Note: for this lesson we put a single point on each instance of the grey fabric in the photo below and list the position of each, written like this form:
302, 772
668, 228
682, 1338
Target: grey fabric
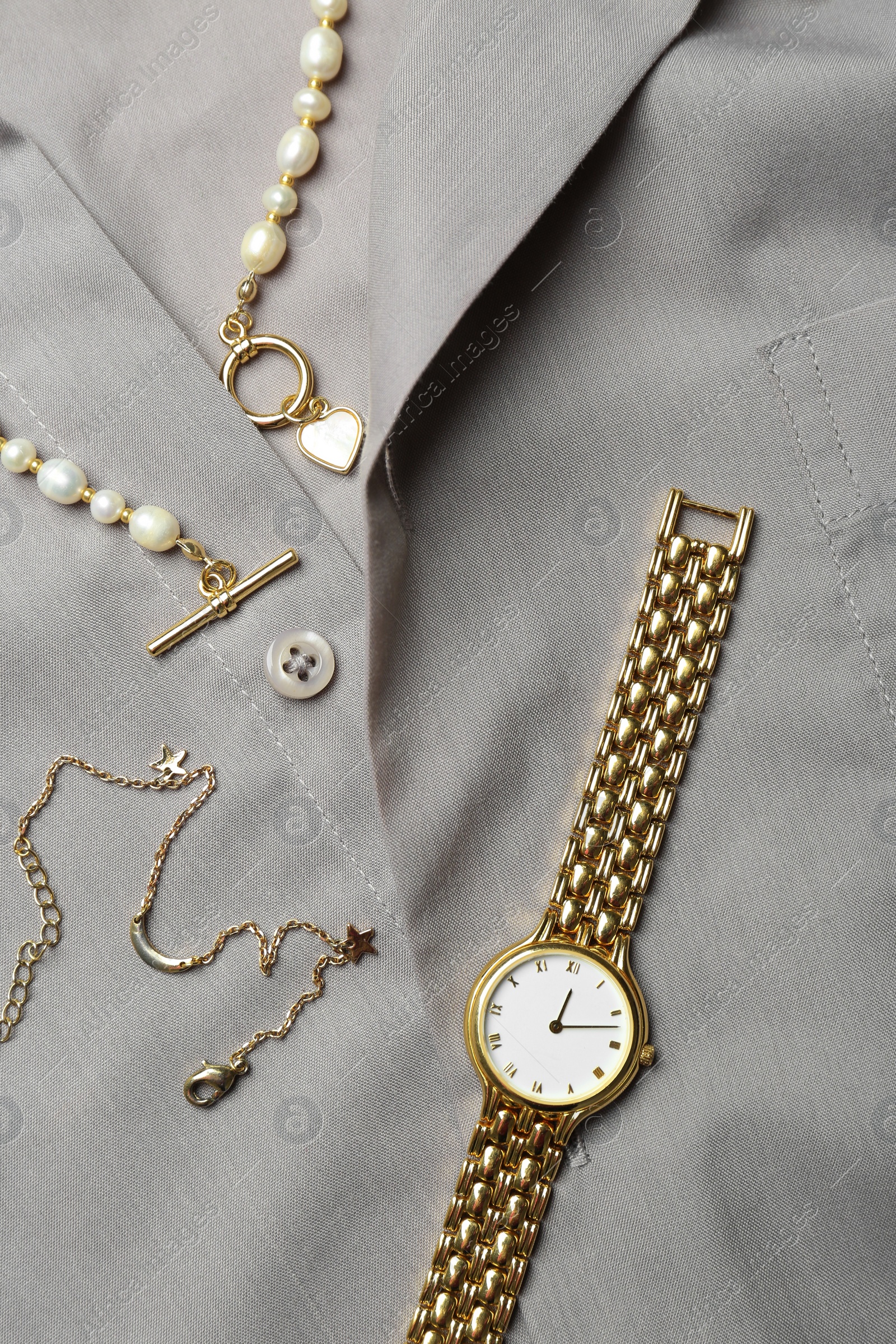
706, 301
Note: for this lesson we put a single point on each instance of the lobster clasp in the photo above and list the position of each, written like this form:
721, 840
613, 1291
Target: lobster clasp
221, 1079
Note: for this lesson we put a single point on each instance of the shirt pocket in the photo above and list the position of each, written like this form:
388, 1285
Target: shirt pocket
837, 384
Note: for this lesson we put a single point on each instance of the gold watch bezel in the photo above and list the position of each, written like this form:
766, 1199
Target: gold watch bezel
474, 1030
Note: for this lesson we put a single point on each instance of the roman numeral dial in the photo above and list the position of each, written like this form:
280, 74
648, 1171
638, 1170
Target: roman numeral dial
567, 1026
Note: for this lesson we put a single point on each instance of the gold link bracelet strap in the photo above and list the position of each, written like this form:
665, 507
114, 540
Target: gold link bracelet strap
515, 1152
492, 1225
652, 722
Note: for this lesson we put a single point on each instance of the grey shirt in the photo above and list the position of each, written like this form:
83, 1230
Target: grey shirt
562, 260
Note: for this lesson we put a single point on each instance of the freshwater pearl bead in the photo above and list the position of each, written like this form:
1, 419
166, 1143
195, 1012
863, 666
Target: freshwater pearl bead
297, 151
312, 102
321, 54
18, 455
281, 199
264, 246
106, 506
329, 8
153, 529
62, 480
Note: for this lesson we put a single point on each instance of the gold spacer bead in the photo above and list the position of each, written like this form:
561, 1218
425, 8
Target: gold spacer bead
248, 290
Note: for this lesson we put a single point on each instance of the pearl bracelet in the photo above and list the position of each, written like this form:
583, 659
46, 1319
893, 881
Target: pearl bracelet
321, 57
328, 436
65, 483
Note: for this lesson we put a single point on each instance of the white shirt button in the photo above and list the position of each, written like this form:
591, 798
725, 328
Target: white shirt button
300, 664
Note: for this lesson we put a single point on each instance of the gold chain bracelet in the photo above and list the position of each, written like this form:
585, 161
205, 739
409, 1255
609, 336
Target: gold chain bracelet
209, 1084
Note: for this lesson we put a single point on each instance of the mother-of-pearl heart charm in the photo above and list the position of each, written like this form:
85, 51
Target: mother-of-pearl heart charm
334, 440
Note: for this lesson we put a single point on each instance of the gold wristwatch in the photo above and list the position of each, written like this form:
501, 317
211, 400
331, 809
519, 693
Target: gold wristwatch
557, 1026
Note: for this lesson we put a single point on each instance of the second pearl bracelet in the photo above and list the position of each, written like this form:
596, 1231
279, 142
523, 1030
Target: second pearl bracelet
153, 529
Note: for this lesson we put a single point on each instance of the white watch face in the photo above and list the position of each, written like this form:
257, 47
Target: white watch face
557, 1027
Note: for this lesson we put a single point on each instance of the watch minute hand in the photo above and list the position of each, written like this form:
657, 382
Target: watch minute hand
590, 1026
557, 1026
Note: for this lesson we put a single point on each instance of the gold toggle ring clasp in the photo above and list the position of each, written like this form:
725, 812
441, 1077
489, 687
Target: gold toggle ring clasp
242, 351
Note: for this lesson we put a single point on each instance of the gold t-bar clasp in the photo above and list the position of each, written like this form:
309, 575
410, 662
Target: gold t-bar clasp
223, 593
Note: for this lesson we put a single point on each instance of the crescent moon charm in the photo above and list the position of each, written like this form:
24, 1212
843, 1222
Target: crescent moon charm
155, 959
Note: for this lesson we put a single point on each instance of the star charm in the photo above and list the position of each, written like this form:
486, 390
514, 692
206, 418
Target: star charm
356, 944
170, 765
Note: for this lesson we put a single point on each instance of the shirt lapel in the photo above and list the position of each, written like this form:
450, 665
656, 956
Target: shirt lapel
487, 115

|---|

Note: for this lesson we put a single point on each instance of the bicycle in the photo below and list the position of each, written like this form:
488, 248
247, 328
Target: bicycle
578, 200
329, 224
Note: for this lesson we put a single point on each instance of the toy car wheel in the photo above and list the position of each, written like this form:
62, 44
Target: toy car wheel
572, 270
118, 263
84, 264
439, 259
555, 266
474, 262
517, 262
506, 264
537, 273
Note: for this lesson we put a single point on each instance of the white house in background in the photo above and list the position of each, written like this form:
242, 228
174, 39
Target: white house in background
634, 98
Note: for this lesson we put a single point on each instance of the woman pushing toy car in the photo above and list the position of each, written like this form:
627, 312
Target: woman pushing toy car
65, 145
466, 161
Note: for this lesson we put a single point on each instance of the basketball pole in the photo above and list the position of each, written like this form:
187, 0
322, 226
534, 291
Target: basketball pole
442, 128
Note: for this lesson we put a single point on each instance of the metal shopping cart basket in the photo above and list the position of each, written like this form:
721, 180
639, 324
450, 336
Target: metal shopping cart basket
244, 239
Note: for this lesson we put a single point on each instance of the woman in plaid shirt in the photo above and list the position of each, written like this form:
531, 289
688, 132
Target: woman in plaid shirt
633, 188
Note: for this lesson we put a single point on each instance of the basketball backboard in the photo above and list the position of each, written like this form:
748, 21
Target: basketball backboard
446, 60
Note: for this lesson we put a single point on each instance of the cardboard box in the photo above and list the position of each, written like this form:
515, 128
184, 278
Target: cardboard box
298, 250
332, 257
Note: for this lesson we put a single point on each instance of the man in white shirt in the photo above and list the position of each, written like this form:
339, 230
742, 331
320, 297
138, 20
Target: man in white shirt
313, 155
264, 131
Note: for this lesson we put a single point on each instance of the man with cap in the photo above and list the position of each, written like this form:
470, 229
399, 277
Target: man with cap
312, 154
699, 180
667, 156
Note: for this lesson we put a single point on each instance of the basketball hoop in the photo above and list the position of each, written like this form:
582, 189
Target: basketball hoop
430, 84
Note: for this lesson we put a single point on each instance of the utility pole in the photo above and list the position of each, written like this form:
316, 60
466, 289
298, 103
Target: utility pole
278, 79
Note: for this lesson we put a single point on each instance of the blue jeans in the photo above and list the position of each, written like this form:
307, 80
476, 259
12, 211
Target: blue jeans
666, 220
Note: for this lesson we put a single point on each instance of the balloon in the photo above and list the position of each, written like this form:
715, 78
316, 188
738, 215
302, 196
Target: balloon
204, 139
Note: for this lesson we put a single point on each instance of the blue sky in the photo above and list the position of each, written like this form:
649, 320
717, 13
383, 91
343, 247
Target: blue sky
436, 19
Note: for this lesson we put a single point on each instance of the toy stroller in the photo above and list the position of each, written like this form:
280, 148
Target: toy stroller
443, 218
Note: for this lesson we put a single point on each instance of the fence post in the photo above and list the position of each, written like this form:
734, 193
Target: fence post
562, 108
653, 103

|---|

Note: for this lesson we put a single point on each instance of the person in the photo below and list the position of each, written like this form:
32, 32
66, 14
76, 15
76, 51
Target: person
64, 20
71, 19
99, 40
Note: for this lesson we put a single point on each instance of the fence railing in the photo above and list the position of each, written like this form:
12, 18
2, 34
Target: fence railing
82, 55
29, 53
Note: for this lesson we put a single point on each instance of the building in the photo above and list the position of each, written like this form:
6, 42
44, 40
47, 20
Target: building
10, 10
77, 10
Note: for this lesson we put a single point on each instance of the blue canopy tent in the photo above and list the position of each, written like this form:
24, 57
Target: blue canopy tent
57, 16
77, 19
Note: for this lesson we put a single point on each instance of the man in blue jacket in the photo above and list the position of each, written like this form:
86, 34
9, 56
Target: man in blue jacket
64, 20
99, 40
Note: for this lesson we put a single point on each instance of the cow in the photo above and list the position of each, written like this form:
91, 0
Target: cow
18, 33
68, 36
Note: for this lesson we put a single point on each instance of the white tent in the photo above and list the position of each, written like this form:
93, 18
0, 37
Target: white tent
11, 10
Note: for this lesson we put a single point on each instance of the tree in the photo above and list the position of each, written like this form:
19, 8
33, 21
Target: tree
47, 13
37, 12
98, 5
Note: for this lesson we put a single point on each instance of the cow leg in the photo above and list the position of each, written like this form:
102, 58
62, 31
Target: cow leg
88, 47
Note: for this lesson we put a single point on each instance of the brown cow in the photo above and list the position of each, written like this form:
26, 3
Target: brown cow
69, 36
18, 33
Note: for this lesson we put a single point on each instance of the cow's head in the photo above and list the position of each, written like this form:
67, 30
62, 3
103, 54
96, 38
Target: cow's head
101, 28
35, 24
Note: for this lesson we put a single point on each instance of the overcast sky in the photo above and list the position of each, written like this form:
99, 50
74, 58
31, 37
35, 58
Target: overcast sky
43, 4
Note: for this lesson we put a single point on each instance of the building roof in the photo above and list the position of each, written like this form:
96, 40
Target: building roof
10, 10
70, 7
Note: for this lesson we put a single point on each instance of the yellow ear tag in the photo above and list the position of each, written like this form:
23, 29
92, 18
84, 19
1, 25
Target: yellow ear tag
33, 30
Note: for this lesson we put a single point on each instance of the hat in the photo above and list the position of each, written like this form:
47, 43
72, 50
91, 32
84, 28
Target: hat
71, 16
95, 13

|---|

• _Directions for this task_
Please count the lines in the records above that contain the word "woman" with matching case. Reply with the number alone.

• _Exercise response_
4